> [WHAT TO DO]: Copy the records from the first line through the line containing "<point>6,143</point>", swapping "side window" for "rear window" and leaving everything else the same.

> [DATA LISTING]:
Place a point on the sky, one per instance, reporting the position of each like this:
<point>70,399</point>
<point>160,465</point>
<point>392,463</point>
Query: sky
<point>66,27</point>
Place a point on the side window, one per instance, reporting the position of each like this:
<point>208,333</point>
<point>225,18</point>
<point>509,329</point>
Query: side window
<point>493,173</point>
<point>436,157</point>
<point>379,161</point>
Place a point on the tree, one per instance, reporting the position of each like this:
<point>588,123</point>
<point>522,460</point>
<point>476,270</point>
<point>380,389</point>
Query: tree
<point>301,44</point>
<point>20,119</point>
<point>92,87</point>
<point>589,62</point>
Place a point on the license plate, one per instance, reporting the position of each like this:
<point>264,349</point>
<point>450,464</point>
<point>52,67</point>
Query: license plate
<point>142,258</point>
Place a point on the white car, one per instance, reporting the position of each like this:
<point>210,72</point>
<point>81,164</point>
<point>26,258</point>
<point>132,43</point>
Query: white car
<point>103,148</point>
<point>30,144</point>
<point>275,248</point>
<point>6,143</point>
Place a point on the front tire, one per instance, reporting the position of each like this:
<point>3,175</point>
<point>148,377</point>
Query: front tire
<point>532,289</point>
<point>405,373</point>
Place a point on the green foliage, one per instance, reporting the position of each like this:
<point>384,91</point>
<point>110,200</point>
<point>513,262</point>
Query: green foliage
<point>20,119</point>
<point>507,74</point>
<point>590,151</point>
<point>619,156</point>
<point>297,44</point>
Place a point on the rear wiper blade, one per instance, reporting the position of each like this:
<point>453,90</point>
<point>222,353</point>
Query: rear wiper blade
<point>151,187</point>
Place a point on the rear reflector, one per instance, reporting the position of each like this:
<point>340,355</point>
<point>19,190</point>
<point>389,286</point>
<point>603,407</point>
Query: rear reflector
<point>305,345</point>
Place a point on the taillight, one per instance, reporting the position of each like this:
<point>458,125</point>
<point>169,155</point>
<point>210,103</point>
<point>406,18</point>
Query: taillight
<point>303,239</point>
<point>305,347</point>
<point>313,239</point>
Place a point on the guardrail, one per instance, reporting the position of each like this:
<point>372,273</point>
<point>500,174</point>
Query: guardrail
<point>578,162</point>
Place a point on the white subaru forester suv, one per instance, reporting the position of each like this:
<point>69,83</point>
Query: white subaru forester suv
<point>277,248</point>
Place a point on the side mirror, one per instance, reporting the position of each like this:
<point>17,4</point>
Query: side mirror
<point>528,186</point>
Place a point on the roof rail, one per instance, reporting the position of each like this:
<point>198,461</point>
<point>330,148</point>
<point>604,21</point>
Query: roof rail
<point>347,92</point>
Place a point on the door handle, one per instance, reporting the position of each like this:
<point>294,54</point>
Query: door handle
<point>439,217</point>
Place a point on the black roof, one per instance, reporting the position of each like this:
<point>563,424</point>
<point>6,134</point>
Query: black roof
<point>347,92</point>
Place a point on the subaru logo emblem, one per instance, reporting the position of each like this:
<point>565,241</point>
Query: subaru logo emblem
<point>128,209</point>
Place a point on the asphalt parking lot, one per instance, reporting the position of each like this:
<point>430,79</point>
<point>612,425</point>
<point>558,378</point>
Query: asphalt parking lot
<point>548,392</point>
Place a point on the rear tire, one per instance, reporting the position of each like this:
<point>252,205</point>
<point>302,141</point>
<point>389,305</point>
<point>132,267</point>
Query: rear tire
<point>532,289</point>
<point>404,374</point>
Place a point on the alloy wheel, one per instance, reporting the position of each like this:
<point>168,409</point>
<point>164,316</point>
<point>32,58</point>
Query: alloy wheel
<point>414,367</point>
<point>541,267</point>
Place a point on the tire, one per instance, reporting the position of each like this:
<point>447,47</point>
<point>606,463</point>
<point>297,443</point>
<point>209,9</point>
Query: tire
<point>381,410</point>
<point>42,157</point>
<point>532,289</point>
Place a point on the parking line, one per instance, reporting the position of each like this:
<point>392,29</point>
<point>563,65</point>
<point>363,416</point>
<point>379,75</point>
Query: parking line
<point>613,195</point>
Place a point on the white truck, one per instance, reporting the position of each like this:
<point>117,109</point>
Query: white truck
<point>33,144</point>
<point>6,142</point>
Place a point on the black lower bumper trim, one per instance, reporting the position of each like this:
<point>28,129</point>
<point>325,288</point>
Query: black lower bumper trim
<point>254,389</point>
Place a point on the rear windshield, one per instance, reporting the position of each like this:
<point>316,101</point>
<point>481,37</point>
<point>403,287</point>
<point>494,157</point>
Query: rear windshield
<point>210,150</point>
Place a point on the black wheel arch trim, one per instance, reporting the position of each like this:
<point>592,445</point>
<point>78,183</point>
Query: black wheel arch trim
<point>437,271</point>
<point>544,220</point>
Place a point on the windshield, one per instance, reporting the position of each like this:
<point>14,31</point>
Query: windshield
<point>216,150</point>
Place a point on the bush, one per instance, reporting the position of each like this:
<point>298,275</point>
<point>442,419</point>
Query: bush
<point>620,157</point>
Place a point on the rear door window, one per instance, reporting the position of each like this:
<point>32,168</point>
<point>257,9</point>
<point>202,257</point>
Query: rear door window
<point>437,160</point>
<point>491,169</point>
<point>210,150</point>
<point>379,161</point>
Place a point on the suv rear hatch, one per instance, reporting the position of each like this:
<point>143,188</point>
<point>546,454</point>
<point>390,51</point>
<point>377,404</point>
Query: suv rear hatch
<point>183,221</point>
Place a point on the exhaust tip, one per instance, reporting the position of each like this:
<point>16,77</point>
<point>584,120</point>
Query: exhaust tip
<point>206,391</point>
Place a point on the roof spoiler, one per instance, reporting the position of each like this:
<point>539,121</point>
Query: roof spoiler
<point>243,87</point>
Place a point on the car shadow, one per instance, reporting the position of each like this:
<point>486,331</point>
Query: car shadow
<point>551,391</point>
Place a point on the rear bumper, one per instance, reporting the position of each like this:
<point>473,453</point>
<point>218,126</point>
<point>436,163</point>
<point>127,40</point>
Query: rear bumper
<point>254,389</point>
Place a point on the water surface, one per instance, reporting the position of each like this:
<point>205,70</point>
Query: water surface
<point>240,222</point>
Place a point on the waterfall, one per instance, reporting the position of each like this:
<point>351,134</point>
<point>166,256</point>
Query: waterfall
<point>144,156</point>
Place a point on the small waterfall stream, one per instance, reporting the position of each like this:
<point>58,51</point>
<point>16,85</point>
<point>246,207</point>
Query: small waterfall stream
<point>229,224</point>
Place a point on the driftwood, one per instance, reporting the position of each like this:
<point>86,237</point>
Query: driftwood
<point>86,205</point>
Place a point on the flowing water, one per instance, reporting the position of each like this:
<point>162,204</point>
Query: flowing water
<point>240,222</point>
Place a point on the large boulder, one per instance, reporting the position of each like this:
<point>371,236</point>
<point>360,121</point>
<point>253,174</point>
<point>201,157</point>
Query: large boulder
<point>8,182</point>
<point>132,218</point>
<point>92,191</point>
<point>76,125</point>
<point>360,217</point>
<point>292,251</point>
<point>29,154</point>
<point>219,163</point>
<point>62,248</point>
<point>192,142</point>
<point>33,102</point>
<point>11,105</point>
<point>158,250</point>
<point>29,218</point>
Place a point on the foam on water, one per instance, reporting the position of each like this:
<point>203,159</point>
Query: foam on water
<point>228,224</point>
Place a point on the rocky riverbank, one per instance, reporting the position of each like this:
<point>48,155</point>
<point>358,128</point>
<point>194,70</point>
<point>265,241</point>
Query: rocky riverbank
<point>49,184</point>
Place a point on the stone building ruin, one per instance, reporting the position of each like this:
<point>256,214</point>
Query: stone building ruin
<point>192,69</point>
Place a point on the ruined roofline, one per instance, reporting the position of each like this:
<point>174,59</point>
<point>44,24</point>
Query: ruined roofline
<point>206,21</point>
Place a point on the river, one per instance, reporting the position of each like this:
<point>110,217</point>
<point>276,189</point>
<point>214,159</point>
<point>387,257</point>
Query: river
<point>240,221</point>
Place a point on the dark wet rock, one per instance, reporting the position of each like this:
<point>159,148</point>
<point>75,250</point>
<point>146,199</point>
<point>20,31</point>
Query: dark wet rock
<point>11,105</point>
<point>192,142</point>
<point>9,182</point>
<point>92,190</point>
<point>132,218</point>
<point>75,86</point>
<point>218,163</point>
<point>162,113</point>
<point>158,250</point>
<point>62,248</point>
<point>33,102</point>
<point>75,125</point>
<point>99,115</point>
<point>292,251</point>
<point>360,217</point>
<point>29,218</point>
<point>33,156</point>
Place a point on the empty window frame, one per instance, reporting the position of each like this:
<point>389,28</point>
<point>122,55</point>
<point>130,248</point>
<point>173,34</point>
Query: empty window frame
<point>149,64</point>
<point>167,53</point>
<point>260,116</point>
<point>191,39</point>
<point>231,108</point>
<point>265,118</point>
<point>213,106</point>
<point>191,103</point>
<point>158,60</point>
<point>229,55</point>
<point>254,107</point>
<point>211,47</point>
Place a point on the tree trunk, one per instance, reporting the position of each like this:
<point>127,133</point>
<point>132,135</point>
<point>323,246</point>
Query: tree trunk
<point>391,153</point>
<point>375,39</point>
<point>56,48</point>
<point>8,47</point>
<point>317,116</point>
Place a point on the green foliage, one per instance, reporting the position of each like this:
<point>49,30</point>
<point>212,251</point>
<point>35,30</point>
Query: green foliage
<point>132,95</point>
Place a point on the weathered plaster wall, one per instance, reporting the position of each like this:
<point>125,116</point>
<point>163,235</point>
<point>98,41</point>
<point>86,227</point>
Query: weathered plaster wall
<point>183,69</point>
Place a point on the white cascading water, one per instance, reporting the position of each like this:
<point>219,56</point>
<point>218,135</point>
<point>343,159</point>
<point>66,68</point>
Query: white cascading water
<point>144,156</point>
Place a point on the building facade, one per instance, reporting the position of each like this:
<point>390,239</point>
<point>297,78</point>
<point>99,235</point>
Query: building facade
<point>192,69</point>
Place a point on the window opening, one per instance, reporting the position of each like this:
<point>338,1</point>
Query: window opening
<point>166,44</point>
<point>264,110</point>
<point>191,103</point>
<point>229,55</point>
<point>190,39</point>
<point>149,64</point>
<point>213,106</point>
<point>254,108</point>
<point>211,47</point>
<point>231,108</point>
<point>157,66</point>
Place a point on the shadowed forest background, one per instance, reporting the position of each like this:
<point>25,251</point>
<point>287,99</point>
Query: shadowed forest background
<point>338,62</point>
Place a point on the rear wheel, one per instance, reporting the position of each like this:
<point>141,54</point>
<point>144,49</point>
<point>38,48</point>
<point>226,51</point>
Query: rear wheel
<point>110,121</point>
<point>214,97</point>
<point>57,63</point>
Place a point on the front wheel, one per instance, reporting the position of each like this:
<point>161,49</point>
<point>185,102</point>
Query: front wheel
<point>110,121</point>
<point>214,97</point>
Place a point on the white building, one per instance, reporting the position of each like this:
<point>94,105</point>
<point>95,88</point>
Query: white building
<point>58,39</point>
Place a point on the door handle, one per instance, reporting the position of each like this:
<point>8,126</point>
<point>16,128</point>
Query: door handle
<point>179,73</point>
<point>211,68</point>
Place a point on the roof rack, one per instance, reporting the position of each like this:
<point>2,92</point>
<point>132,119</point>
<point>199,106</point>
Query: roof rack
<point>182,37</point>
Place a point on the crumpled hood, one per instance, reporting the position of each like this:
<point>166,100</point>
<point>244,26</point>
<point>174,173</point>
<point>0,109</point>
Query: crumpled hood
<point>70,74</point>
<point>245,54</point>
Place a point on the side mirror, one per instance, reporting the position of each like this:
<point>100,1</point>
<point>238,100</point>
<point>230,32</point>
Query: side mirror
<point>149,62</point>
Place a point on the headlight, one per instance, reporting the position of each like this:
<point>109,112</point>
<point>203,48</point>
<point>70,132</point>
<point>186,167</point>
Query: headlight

> [IN RESPONSE]:
Place a point on the sky, one per instance, reporting the position of each like this:
<point>70,399</point>
<point>160,465</point>
<point>392,463</point>
Query: sky
<point>66,27</point>
Place a point on the rear window, one per instance, reporting the position of each like this:
<point>208,333</point>
<point>225,18</point>
<point>509,329</point>
Query: rear window
<point>493,173</point>
<point>436,157</point>
<point>379,161</point>
Place a point on the tree, one per instance, reporting the position of each like this:
<point>588,123</point>
<point>522,460</point>
<point>476,270</point>
<point>380,389</point>
Query: tree
<point>301,44</point>
<point>20,119</point>
<point>92,87</point>
<point>589,62</point>
Place a point on the license plate, one per instance, reporting the position of each like this:
<point>264,349</point>
<point>450,464</point>
<point>52,67</point>
Query: license plate
<point>142,258</point>
Place a point on the white car, one per instance, reporting the position of each like this:
<point>210,72</point>
<point>81,164</point>
<point>26,258</point>
<point>132,43</point>
Query: white car
<point>103,148</point>
<point>30,144</point>
<point>275,248</point>
<point>6,143</point>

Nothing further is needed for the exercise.